> _INSTRUCTIONS FOR THE TASK_: Change "Recorded points" to "Marked points" in the rows from the line with "Where can you see the metal" to the line with "<point>63,238</point>", and give back only those lines with nothing else altered.

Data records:

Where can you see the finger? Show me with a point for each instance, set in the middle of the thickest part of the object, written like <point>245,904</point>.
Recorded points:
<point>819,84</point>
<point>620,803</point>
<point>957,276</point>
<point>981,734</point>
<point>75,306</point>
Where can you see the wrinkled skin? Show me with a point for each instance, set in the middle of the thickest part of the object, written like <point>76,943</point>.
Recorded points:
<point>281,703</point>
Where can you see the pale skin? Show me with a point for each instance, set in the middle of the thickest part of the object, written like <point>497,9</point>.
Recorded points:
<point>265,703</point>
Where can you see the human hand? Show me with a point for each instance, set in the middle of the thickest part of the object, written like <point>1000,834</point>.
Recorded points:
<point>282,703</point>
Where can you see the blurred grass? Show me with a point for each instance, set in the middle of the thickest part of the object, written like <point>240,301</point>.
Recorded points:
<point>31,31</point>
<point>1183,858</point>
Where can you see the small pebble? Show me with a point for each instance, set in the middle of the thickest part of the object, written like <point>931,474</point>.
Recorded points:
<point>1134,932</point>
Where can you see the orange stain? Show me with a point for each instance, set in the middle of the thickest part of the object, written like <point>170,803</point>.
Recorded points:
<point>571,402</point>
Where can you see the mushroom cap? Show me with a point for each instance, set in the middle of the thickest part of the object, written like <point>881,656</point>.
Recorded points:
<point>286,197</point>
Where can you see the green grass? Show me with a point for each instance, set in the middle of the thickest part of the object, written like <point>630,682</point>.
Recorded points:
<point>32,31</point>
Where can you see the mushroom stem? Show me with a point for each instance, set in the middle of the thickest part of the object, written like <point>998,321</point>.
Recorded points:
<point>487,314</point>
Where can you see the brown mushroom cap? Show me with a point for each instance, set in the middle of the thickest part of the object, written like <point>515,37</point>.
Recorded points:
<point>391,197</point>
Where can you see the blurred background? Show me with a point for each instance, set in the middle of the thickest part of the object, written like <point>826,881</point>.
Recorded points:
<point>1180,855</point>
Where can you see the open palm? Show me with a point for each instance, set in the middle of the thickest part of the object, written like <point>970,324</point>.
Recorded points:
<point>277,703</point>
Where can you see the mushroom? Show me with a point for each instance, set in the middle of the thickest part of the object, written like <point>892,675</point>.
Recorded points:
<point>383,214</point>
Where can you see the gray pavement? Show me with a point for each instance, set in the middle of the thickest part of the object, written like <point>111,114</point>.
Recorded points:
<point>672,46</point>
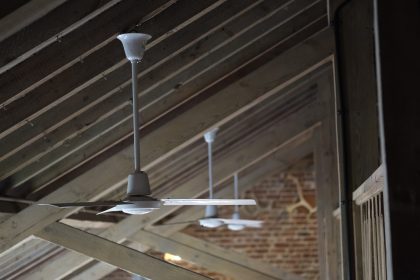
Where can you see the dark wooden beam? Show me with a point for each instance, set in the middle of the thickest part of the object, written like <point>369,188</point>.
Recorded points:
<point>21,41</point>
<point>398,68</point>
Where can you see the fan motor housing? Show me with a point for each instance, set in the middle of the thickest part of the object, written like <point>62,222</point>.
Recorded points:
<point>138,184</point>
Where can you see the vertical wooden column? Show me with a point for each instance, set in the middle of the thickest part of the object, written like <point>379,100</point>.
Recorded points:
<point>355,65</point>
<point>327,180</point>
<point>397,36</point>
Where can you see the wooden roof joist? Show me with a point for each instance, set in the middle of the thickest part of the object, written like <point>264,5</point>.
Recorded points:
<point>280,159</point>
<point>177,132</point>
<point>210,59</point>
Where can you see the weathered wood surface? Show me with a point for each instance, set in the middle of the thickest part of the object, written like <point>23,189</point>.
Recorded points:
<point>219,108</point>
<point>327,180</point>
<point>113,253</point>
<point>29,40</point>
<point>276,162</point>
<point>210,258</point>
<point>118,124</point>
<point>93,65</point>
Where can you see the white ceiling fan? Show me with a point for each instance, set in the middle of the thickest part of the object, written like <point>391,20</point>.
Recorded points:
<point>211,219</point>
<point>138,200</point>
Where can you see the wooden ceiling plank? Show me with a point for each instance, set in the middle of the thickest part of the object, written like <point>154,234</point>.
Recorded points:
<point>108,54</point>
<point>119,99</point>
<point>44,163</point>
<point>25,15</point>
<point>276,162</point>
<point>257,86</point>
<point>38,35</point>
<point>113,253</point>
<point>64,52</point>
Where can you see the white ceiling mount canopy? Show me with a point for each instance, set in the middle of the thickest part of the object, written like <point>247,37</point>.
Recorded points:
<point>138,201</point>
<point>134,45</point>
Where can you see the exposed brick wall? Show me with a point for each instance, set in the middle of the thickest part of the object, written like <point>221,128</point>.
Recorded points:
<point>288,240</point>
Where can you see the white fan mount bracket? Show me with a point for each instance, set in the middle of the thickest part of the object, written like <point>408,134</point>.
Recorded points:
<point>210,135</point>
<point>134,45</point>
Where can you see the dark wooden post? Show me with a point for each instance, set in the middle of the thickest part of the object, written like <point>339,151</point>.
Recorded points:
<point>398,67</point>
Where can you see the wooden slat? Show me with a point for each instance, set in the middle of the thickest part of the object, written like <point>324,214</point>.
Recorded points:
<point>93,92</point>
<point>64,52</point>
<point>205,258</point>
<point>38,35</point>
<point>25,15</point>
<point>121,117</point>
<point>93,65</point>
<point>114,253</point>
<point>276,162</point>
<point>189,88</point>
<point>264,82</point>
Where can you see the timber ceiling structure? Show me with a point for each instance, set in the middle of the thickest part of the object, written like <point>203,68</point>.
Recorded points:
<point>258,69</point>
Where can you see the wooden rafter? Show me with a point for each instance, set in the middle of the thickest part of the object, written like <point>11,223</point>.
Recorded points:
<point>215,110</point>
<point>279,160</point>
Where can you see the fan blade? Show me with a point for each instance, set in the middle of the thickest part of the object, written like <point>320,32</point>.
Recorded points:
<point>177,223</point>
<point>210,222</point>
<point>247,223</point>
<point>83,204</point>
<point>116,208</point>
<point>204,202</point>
...
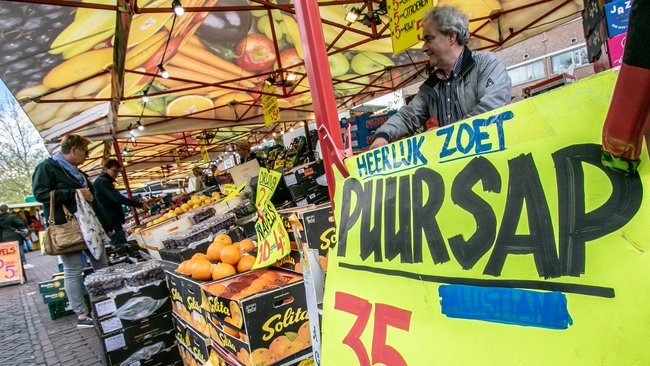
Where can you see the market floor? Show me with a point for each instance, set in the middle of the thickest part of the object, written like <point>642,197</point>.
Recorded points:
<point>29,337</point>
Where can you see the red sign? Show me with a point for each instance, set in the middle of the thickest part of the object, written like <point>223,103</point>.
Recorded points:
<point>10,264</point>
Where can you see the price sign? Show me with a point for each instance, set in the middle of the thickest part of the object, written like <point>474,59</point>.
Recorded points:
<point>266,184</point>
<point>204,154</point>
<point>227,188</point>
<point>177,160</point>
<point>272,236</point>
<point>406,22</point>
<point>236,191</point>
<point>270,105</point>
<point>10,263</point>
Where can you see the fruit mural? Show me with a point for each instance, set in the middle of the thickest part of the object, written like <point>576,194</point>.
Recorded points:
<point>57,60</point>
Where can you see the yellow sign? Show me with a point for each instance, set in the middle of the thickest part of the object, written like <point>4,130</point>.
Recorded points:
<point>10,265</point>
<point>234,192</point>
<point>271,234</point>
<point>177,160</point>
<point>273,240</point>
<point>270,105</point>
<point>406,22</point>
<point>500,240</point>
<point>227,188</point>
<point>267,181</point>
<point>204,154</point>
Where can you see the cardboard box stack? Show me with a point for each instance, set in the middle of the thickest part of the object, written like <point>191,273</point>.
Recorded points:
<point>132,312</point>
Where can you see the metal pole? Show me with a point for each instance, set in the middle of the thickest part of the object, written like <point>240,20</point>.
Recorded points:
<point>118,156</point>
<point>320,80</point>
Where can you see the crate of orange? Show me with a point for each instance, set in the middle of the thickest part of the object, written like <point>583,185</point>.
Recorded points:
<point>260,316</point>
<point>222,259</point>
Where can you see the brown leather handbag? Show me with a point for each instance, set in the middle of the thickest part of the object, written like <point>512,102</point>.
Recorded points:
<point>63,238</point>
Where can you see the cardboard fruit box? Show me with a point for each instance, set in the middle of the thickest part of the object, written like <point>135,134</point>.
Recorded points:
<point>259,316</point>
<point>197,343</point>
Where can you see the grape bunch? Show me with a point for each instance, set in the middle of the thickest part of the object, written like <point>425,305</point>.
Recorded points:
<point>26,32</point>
---
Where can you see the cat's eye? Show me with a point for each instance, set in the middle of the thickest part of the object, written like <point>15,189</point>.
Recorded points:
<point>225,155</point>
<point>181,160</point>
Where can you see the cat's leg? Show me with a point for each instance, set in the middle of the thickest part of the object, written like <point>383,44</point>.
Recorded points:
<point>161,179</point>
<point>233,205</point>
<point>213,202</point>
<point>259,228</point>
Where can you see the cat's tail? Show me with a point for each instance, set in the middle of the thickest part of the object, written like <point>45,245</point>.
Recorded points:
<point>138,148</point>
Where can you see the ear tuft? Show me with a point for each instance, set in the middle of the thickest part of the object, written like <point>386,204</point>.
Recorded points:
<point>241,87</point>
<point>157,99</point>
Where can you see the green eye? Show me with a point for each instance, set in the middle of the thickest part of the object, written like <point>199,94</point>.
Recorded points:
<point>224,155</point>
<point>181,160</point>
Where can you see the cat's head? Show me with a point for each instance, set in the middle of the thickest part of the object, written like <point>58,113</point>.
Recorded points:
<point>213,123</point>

> _SOLUTION BELOW_:
Where can you see the metal pole? Show me with a point for each instance, set in the middle of the thickest part of the object, written like <point>240,20</point>.
Marked points:
<point>118,156</point>
<point>320,80</point>
Where can you see the crate of orange? Show me with a point for each instance, set in the middle of the thickest part of the object, written like <point>583,185</point>.
Marked points:
<point>260,316</point>
<point>222,259</point>
Where can you see the brown leather handbag? Show me with a point for each instance, set in the middle of the thickest part of the object, written like <point>512,102</point>.
Marked points:
<point>63,238</point>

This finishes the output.